[Start of section]

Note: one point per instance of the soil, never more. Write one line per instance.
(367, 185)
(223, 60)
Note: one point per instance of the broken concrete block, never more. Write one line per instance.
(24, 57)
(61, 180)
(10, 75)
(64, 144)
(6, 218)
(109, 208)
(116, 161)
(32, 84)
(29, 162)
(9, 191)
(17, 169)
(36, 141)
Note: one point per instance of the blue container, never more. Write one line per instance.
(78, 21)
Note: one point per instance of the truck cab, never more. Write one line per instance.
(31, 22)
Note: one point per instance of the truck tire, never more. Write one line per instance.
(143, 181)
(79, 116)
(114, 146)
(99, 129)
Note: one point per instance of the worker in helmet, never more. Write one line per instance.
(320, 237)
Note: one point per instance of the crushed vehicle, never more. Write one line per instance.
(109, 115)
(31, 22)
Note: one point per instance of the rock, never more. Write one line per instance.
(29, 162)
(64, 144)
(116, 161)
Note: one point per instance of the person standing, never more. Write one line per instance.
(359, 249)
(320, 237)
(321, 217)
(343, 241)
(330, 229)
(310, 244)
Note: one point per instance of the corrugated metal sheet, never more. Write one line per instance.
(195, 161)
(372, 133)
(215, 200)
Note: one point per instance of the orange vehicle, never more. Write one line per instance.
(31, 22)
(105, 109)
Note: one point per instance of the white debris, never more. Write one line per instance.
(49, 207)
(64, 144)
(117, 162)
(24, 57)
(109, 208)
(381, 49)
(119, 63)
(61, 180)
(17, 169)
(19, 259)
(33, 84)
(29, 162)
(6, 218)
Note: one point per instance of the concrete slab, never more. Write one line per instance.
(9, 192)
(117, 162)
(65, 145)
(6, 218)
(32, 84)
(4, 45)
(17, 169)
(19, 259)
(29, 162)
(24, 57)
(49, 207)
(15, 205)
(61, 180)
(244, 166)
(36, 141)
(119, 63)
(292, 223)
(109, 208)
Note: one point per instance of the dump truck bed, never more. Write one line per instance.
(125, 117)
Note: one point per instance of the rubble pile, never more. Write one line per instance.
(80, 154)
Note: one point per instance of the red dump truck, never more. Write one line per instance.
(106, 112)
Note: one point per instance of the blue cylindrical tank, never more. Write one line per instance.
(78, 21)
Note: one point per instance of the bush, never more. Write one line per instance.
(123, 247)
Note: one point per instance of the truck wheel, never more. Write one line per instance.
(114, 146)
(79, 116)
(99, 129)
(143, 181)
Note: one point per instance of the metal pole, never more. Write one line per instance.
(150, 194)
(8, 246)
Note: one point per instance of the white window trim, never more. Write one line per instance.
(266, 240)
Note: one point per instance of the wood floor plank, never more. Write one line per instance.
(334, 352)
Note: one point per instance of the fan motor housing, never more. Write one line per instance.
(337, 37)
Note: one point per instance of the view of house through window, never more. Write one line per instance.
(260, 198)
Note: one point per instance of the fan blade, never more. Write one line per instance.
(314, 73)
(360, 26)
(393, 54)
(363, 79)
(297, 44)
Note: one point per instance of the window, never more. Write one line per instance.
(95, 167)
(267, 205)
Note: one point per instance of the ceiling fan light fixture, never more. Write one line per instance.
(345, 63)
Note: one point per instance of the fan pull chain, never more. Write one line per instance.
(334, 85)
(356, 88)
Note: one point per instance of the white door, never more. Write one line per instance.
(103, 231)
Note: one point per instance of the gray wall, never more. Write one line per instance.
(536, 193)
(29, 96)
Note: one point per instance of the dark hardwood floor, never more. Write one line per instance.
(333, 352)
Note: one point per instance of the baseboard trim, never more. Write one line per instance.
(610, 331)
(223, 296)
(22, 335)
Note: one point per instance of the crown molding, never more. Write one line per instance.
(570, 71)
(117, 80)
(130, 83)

[End of section]

▸ Task item:
Could you print the lines of the records above from the one containing "Note: one point per instance of the white window" through the last, exactly and with no additions?

▸ Exercise result:
Note: one point per instance of the white window trim, never more. Write one line per instance.
(266, 240)
Note: one point per instance of the wood floor plank, never more. Write one line per instance.
(334, 352)
Note: one point per instance of the fan motor housing, never more. Write one line per instance.
(337, 37)
Note: one point per instance of the view of house through window, never more. Write one line per instance.
(260, 198)
Note: one point per instance of the fan blade, never more. Write one line per instance.
(314, 73)
(360, 26)
(393, 54)
(363, 79)
(297, 44)
Note: one point per instance of the window, never more. Write one line per instance.
(95, 167)
(267, 205)
Note: one point per instance of the ceiling fan light fixture, never more. Write one line per instance.
(345, 63)
Note: one point per instance of the fan pull chain, never more. Write one line per instance.
(334, 85)
(356, 88)
Note: one point per instance of the white door, never more. Write one line per instance.
(103, 231)
Note: one point per instance of the gray wall, never more. Write one line per instance.
(536, 193)
(29, 96)
Note: one point per instance of the dark hardwood floor, never more. Write one line per instance.
(333, 352)
Note: one point per instance of the baseboard trim, never more. Write one line per instance.
(610, 331)
(223, 296)
(22, 335)
Note: one point per instance of the crown molding, never more. Write one line per instance.
(570, 71)
(117, 80)
(130, 83)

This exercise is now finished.